Task to complete: Make an exact copy of the entries below with the pictures removed.

Supplied material:
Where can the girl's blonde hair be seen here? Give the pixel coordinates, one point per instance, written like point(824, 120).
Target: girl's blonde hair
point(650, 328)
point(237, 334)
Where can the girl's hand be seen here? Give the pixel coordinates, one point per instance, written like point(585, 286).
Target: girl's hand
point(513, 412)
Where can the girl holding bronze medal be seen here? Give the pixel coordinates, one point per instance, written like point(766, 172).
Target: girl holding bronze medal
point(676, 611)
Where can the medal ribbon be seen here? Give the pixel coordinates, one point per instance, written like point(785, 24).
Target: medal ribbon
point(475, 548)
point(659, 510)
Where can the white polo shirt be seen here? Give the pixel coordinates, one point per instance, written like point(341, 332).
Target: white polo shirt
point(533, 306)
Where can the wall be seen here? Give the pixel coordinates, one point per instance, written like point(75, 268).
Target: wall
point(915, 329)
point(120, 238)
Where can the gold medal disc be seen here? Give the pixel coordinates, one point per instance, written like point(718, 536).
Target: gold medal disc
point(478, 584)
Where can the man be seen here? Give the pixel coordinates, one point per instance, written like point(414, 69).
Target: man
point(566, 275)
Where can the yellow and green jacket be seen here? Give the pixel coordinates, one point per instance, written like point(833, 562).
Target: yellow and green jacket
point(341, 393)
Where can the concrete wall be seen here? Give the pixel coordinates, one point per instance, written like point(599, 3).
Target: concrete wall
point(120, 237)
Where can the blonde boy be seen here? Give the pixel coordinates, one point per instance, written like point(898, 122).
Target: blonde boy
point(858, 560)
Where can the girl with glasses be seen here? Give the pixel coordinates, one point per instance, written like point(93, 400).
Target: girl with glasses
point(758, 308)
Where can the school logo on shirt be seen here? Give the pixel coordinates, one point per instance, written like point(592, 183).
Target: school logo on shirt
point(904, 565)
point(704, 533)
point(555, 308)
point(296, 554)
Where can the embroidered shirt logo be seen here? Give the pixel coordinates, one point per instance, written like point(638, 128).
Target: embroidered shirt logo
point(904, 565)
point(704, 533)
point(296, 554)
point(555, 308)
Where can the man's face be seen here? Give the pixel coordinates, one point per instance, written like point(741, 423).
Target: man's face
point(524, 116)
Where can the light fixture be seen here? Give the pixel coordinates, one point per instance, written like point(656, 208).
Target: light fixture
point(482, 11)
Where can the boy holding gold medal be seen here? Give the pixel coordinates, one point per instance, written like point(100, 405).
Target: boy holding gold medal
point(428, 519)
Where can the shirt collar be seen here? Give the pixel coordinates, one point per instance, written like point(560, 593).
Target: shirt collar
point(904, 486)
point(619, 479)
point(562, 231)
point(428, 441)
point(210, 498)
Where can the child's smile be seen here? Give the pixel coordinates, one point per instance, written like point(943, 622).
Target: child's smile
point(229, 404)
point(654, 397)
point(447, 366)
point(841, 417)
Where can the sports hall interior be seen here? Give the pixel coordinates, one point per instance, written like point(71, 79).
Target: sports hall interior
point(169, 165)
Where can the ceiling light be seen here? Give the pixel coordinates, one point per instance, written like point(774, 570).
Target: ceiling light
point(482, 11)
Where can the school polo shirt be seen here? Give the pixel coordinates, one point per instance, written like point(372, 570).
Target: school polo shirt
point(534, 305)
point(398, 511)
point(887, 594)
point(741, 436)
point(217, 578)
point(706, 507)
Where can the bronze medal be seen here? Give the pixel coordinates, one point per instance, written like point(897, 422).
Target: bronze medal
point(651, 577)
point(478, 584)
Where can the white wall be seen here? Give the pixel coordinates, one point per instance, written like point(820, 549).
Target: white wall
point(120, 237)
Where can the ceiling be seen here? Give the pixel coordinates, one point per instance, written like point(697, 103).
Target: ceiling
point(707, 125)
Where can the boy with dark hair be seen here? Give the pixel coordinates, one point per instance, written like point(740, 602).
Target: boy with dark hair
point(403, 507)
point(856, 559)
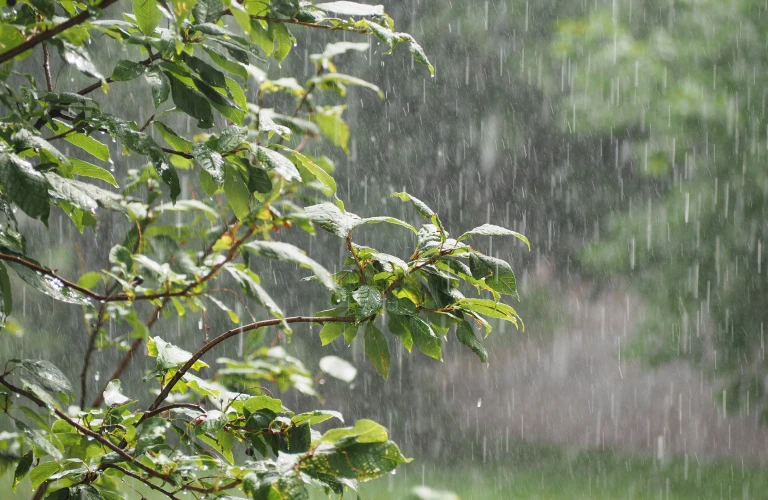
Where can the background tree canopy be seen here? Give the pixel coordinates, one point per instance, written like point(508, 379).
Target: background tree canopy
point(217, 178)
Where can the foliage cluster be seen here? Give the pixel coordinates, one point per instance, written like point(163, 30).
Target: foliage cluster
point(181, 248)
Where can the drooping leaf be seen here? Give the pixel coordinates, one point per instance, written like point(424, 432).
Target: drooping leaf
point(492, 230)
point(169, 356)
point(159, 85)
point(497, 273)
point(377, 350)
point(22, 468)
point(210, 160)
point(332, 219)
point(53, 287)
point(127, 70)
point(147, 15)
point(272, 160)
point(191, 102)
point(113, 395)
point(351, 8)
point(24, 186)
point(368, 300)
point(338, 368)
point(288, 253)
point(466, 336)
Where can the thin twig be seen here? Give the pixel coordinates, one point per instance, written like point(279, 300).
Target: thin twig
point(357, 259)
point(143, 480)
point(166, 297)
point(173, 406)
point(48, 34)
point(232, 333)
point(303, 23)
point(88, 432)
point(47, 67)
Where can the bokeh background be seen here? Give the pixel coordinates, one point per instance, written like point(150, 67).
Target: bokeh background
point(628, 140)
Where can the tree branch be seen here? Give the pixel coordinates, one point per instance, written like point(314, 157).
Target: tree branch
point(95, 435)
point(47, 67)
point(143, 480)
point(137, 343)
point(48, 34)
point(303, 23)
point(173, 406)
point(232, 333)
point(48, 272)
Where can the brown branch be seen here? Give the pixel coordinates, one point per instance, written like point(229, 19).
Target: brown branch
point(143, 480)
point(232, 333)
point(173, 406)
point(137, 343)
point(48, 272)
point(128, 356)
point(86, 431)
point(47, 67)
point(48, 34)
point(303, 23)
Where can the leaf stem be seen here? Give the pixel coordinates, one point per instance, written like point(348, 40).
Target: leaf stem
point(48, 34)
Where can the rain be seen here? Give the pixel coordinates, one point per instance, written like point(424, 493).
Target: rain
point(625, 139)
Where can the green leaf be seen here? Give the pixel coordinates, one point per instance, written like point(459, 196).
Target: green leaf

Written answer:
Where can the girl's blonde hair be seen here? Give the pixel coordinates, one point per instance, written like point(824, 120).
Target: girl's blonde hair
point(650, 328)
point(237, 334)
Where can the girl's hand be seen here? Give the pixel coordinates, one point per instance, written like point(585, 286).
Target: girl's hand
point(513, 412)
Where can the girl holding bronze medal be seen here? Give the pixel coordinates, one point per instance, written like point(766, 172).
Target: girl holding bronze medal
point(676, 611)
Where can the medal ribbon be seen here? Give the pixel coordinates, one point per instance, written like point(785, 24).
Target: medal ribbon
point(475, 548)
point(659, 510)
Where can the white polo shirt be seen here? Give the pixel coordinates, one point per instance, written like point(341, 332).
Target: white polo shirt
point(533, 306)
Where can the wall be seen here? Give the pixel coordinates, one point per instance, written like point(75, 268).
Target: wall
point(915, 329)
point(120, 238)
Where can the gold medal disc be seen here? Give the pixel coordinates, one point per instance, written like point(718, 536).
Target: gold medal disc
point(478, 584)
Where can the man be seen here? Give the pixel coordinates, one point per instance, written like point(414, 69).
Target: man
point(566, 275)
Where can the yellow and green jacket be seen here? Give the pixel coordinates, one point per instance, written like point(833, 562).
Target: yellow and green jacket
point(341, 393)
Where can the concrete wall be seen here? Give the pixel coordinates, one point per instance, written like point(599, 3).
Target: concrete wall
point(120, 237)
Where can the blonde boy be seen here? Give the pixel coordinates, one point per instance, written like point(898, 122).
Target: blonde boy
point(858, 560)
Where can the girl with glasses be seen here? Give the pixel coordinates, one point per instance, written like point(93, 400).
Target: girl with glasses
point(758, 308)
Where can the school logo on shirt be seen here? Give the pixel coordinates, one point per instance, written like point(592, 183).
Target: school logo on shirt
point(904, 565)
point(704, 533)
point(555, 308)
point(296, 554)
Where can the embroidered shirt logo be seen here? Give the pixel coordinates, one point per instance, written like point(638, 128).
Target: embroidered shirt logo
point(904, 565)
point(704, 533)
point(296, 554)
point(555, 308)
Where can the man's face be seen here? Give the pixel coordinates, one point per instance, written like point(741, 423).
Target: man's face
point(524, 116)
Where can the light fixture be seen here? Give the pixel coordinates, one point per instance, written like point(656, 208).
Target: light fixture
point(482, 11)
Where can the boy holding gold medal be seen here? Give the pixel coordinates, one point per instance, written like point(100, 405).
Target: boy holding gold medal
point(428, 519)
Where can the shirt collar be seen here? Give the pixel coordinates, one point per instance, written like point(560, 593).
Target: shirt collar
point(904, 486)
point(619, 479)
point(562, 231)
point(428, 441)
point(210, 498)
Where can the child's smile be seen here? Give the pixel coordinates, one point per instance, written like point(943, 622).
Target: child's smile
point(229, 404)
point(654, 397)
point(447, 366)
point(841, 417)
Where can the sports hall interior be seen here? Give the pixel coordinates, one point per instance, written like point(71, 79).
Target: sports hall interior
point(169, 165)
Where can the ceiling light be seen here? Give the pixel coordinates, one point per instance, written like point(774, 570).
Target: ceiling light
point(482, 11)
Where can the school polo shirt be seen here? Give the pixel coordinates, one point per instance, written like point(372, 570).
Target: school polo shirt
point(534, 305)
point(398, 511)
point(887, 594)
point(741, 436)
point(217, 578)
point(706, 507)
Where can the bronze medal be seen here? Give the pixel coordinates, one point per instance, written like point(897, 422).
Target: bronze medal
point(651, 577)
point(478, 584)
Where can the white wall be seen here? Give the pixel coordinates, one point per instance, written like point(820, 549).
Target: white wall
point(120, 237)
Where can the ceiling be seen here? Give the pixel coordinates, one point per instance, written like point(697, 103).
Target: ceiling
point(707, 125)
Where can the boy with dark hair be seen here? Give the pixel coordinates, one point per instance, written like point(740, 602).
Target: boy with dark hair
point(403, 507)
point(856, 559)
Where can the background tree canopy be seen here? Give the pixel coordinates, one point per instance, written like point(508, 379).
Target: background tree canopy
point(217, 178)
Where can the foliage cluster be seen here? Give the pixel coordinates, one point per instance, written like point(163, 30).
Target: foliage cluster
point(181, 248)
Where can the drooping leaf be seen here? Give the pixel coordinates, one point per instance, written like point(424, 432).
Target: drooping leaf
point(492, 230)
point(169, 356)
point(159, 85)
point(497, 273)
point(377, 350)
point(22, 468)
point(210, 160)
point(332, 219)
point(53, 287)
point(127, 70)
point(147, 15)
point(272, 160)
point(191, 102)
point(113, 395)
point(351, 8)
point(24, 186)
point(368, 300)
point(338, 368)
point(288, 253)
point(466, 336)
Where can the thin twig be seen here? Give the pixel coordinates, one point per instance, written like point(279, 300).
Target: thin twig
point(357, 259)
point(143, 480)
point(166, 297)
point(173, 406)
point(48, 34)
point(232, 333)
point(303, 23)
point(88, 432)
point(47, 67)
Where can the bokeh background be seen here? Give the pixel coordinates, one point per instance, written like point(150, 67).
Target: bokeh background
point(628, 140)
Where can the tree branch be seen here? Give the pixel coordinates, one point per instance, written like point(314, 157).
Target: tree branch
point(95, 435)
point(47, 67)
point(143, 480)
point(137, 343)
point(48, 34)
point(303, 23)
point(173, 406)
point(232, 333)
point(48, 272)
Where can the brown branch be seen here? Give the pixel coordinates, one point per instance, written like point(229, 19).
Target: brown branch
point(143, 480)
point(232, 333)
point(173, 406)
point(137, 343)
point(48, 272)
point(128, 356)
point(86, 431)
point(47, 67)
point(48, 34)
point(303, 23)
Where can the leaf stem be seen here? Give the pixel coordinates, one point per instance, written like point(348, 40).
Target: leaf stem
point(48, 34)
Where can the rain be seen here? Give the pixel coordinates, one point per instance, written like point(424, 493).
Target: rain
point(625, 139)
Where can the green leaf be seen here? Give the pixel coordinates, one point per instance, written like point(459, 196).
Target: green leaf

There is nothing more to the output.